Excerpts from a point labeling dataset:
————

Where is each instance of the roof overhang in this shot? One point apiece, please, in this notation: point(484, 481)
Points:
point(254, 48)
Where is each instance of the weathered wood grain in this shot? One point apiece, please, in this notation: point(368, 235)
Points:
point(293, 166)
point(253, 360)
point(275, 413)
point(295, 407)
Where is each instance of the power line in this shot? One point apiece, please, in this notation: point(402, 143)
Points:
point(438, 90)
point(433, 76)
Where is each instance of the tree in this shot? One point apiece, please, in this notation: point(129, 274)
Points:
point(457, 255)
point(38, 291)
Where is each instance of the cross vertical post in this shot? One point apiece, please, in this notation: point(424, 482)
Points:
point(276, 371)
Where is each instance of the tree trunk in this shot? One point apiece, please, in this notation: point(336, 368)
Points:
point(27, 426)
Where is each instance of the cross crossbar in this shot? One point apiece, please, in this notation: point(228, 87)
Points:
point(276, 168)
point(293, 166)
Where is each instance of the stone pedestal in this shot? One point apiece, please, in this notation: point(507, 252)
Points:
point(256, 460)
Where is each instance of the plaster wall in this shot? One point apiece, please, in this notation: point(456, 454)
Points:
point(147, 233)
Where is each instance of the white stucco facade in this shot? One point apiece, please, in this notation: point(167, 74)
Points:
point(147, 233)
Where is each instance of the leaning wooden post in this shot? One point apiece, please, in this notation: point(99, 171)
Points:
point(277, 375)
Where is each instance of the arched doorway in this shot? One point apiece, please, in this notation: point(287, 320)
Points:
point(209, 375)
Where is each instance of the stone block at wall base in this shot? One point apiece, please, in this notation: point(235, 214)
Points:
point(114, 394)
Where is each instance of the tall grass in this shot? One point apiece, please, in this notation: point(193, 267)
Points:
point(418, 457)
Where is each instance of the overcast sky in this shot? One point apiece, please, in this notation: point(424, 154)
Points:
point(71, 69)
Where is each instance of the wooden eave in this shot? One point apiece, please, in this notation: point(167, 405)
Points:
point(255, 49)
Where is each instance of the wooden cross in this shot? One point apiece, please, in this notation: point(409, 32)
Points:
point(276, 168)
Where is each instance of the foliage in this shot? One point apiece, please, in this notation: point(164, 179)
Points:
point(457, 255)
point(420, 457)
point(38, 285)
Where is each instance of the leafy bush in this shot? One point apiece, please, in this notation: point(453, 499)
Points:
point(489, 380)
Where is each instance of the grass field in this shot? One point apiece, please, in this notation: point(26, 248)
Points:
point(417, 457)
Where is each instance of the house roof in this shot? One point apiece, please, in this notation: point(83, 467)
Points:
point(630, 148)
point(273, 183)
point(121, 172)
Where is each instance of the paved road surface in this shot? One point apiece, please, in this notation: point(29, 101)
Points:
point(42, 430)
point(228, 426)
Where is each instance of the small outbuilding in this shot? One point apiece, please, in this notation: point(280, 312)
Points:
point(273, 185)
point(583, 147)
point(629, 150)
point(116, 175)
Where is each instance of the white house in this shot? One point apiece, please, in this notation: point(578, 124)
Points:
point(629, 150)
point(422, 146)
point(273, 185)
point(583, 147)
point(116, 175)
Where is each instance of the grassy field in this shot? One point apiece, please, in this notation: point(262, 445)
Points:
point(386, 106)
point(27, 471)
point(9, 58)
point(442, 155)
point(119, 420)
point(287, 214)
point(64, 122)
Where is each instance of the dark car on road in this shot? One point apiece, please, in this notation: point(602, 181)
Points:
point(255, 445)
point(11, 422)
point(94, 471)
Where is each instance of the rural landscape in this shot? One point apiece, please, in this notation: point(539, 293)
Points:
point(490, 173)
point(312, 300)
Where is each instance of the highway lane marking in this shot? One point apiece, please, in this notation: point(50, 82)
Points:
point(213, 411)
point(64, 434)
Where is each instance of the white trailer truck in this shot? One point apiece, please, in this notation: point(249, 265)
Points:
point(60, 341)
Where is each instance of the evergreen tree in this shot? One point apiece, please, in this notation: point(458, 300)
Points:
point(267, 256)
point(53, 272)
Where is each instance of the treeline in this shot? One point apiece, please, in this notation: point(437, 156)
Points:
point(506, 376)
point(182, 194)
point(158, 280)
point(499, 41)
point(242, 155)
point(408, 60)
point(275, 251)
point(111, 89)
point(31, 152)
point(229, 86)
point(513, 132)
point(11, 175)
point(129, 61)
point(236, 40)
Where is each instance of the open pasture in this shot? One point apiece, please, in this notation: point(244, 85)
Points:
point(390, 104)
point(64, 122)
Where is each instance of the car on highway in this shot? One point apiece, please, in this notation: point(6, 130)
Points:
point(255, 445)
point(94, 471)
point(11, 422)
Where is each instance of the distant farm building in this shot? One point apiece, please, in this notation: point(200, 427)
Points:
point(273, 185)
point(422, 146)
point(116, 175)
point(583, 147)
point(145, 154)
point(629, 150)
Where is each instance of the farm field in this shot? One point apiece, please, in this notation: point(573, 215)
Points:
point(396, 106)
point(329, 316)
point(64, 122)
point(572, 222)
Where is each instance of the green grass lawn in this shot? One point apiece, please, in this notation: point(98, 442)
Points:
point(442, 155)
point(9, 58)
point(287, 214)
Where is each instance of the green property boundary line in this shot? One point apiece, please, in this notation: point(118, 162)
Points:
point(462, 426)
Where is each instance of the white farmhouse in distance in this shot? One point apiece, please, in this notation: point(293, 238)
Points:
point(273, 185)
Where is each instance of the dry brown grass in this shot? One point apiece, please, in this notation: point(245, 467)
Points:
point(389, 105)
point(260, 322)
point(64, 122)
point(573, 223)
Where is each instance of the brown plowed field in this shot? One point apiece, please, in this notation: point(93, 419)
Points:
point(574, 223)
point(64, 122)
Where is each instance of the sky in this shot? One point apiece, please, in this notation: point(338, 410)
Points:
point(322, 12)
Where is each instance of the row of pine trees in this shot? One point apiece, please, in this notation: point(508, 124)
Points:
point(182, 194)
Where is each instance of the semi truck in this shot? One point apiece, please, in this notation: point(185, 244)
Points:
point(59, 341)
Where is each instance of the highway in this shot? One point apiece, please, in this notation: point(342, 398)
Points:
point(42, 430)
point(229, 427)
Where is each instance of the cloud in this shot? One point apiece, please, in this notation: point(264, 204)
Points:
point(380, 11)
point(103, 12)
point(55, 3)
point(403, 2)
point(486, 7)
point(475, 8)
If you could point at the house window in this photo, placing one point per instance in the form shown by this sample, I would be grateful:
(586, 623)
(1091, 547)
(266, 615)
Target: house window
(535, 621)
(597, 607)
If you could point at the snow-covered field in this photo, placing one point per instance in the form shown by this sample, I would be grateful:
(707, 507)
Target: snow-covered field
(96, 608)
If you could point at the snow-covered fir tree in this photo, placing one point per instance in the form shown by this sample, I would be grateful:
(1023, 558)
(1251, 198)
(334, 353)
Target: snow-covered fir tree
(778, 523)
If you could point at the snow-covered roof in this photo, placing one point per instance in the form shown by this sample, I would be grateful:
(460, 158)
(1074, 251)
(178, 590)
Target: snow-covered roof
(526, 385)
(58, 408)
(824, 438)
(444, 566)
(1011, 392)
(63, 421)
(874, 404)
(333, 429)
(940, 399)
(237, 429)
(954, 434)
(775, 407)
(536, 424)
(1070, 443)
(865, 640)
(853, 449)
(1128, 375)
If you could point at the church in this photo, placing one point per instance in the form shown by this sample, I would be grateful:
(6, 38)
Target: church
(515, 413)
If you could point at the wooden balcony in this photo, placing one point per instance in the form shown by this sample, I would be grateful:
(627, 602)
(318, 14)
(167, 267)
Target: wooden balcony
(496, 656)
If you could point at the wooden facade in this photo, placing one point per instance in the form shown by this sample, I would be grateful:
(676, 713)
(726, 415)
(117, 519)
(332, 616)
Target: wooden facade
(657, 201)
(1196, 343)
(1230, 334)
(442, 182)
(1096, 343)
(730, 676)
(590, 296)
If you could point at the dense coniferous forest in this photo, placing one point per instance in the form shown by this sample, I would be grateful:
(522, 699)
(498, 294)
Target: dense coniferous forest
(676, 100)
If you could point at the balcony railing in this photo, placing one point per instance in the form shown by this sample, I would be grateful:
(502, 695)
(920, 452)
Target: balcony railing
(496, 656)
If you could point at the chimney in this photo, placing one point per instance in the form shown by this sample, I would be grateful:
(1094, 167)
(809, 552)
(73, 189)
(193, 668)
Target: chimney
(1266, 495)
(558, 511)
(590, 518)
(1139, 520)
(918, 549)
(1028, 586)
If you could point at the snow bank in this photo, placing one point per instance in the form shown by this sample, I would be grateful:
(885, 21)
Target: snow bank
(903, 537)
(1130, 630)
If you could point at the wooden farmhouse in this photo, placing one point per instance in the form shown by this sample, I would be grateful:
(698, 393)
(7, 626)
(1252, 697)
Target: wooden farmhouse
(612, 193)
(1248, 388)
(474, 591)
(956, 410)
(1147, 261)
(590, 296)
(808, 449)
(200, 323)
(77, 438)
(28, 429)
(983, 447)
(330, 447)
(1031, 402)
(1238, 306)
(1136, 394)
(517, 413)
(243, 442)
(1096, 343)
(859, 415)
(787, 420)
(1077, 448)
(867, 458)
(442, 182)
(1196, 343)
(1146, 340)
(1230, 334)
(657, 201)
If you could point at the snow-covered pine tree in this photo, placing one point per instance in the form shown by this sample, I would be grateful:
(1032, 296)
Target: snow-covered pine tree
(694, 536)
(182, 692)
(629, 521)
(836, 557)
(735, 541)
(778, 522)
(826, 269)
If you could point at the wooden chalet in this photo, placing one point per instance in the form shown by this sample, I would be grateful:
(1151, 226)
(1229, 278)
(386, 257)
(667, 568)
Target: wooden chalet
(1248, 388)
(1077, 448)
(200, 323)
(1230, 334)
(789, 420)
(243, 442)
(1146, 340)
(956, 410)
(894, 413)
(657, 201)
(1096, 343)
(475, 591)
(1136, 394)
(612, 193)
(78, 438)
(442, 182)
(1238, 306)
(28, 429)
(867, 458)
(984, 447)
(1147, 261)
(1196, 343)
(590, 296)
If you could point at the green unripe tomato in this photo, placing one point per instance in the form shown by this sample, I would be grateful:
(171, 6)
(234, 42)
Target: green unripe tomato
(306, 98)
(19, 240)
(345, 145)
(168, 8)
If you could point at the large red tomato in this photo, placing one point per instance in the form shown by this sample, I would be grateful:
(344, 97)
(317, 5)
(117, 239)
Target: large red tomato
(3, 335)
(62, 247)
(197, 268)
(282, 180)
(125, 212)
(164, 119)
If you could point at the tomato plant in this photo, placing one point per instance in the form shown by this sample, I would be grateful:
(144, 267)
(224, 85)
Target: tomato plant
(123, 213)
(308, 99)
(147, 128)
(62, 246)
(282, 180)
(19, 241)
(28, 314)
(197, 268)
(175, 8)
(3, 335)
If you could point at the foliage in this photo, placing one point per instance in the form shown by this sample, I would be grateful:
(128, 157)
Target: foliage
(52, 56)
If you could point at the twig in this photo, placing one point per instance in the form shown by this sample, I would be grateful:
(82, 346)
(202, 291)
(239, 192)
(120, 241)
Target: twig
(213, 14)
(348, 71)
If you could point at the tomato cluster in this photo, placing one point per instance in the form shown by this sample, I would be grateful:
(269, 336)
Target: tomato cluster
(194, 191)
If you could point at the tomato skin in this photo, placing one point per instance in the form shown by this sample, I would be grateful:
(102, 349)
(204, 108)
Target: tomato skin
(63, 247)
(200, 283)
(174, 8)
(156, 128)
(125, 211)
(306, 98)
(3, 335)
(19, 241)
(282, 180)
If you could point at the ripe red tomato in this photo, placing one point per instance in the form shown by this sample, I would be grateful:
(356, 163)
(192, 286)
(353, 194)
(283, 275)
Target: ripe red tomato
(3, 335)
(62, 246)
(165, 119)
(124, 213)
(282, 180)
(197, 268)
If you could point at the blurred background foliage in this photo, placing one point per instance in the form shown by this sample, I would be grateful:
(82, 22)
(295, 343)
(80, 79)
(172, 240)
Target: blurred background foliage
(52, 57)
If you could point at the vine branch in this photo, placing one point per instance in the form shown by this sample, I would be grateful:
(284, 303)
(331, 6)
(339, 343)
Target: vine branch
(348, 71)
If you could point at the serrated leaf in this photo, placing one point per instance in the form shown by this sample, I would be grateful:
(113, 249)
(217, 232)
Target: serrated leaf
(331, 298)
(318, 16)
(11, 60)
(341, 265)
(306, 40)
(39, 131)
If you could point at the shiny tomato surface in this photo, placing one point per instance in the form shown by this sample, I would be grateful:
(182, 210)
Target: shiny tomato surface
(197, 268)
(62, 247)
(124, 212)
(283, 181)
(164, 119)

————

SET TASK:
Copy verbatim the lines from the start of the rows through the line containing "point(38, 291)", including both ends.

OUTPUT BELOW:
Where is each instance of the roof overhang in this shot? One point apiece, please, in this notation: point(484, 481)
Points:
point(254, 48)
Where is each instance of the weathered wood grain in this shot? One point apiece, please, in this notation: point(368, 235)
Points:
point(293, 166)
point(253, 360)
point(275, 413)
point(295, 407)
Where is each instance of the power line in this shot? One point apiece, please, in this notation: point(402, 143)
Points:
point(438, 90)
point(433, 76)
Where is each instance of the tree in this shot? One point apiece, please, in this notation: point(129, 274)
Points:
point(457, 255)
point(38, 291)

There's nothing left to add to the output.